_WORK TO COMPLETE_:
From the rows below, pull out every line that contains the word "vegetation".

_RECORDS PROVIDED_:
- - -
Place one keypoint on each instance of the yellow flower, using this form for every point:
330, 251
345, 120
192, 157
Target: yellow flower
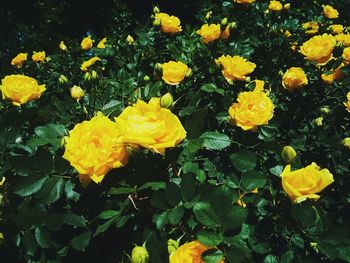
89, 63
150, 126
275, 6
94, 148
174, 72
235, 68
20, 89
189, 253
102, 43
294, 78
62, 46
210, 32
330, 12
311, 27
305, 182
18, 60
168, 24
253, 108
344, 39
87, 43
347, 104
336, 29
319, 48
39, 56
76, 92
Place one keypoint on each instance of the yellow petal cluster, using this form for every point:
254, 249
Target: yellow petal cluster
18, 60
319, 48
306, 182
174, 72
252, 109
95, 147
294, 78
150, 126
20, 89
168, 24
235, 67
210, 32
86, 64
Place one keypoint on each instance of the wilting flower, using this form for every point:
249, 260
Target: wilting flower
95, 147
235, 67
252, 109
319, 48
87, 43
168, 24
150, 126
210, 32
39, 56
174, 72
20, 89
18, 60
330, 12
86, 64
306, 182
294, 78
- - -
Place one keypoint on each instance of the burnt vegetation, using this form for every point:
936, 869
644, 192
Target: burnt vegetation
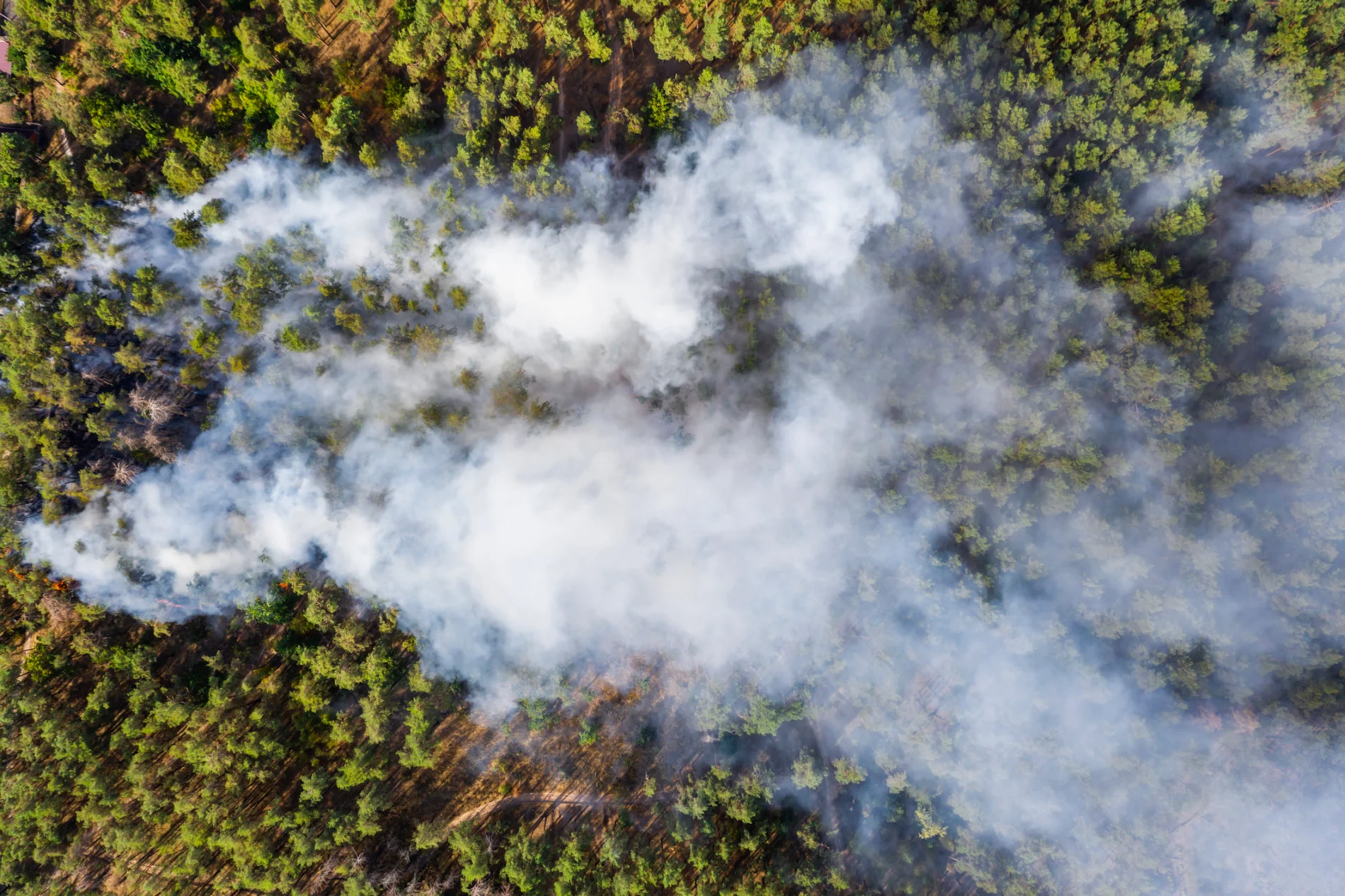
- - -
_THE RESULT_:
Place one keypoint on each instance of the burnt vegetation, using this form for every point:
Target: burnt vegetation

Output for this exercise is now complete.